__EXERCISE TASKS__
A. In one to three sentences, explain why the blogroll post says Baltic Visitor is being added to the blogroll.
B. Write the next part of the blogroll post, starting after the entry on Ivan v. Jaan.

··· TEXT PASSAGE ···

Posted in Uncategorized on December 6th, 2007

RIGA – It’s time to update that good ol’ blogroll.

Baltic Visitor is a blog of travel tips for those who are traveling through the three different Baltic countries. The blog’s author is John Oates, a freelance travel writer, who is currently working on a guide to the Baltic States for a major UK publisher. “He is a former winner of the Guardian Young Travel Writer of the Year Award (for an article on Lithuania), and has written for publications including The London Paper and Global magazine.” BV was kind enough to link to this blog and it’s only appropriate to return the favor.

AB.PHOTO.LATVIA is a photolog stuffed with plenty of visual goodness from this small country of ours.

Ivan v. Jaan is a Russia-centered Estonian blog on politics. You’ve got to keep taps on your enemies, you know.

··· SOURCE DATA ···

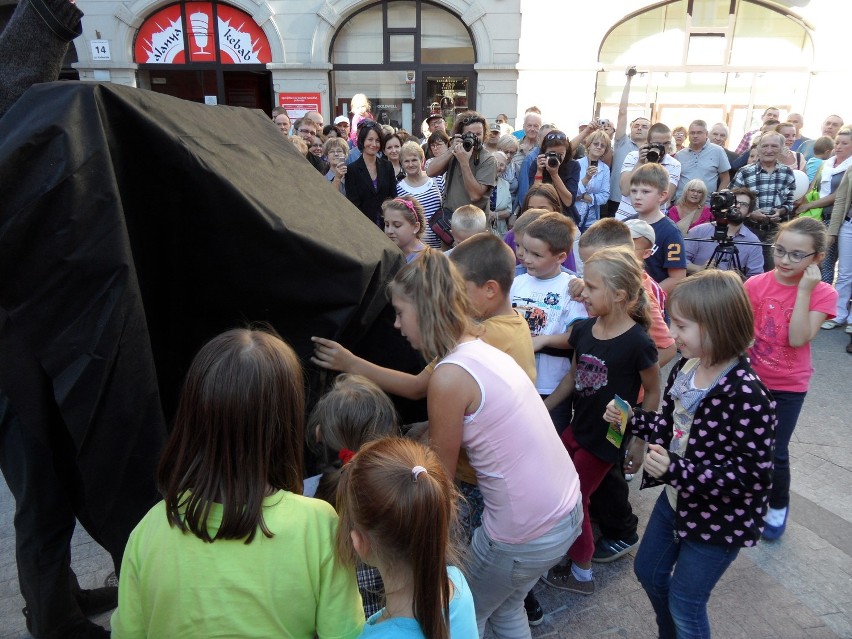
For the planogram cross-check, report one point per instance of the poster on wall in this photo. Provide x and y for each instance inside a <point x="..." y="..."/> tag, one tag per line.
<point x="234" y="36"/>
<point x="297" y="104"/>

···

__SET OF ANSWERS__
A. Baltic Visitor linked to this blog, so the writer thinks it is only right to return the favor.

B.
Baltic Bulletin comes from the mind of Mike Collier, the editor of Baltic Features, a one-stop shop for all your feature needs anywhere in the Baltics. The Baltic Bits entries are a must read, really.

Morten Hansen, an economics professor at Stockholm School of Economics in Riga has been blogging about Latvia’s economy on L-Diena Web site, leaving Latvians scratching their heads. Why does a Danish professor write in English on a Latvian web site? With rising inflation and bursting economy, it’s a shame not to read the Great Dane’s musings.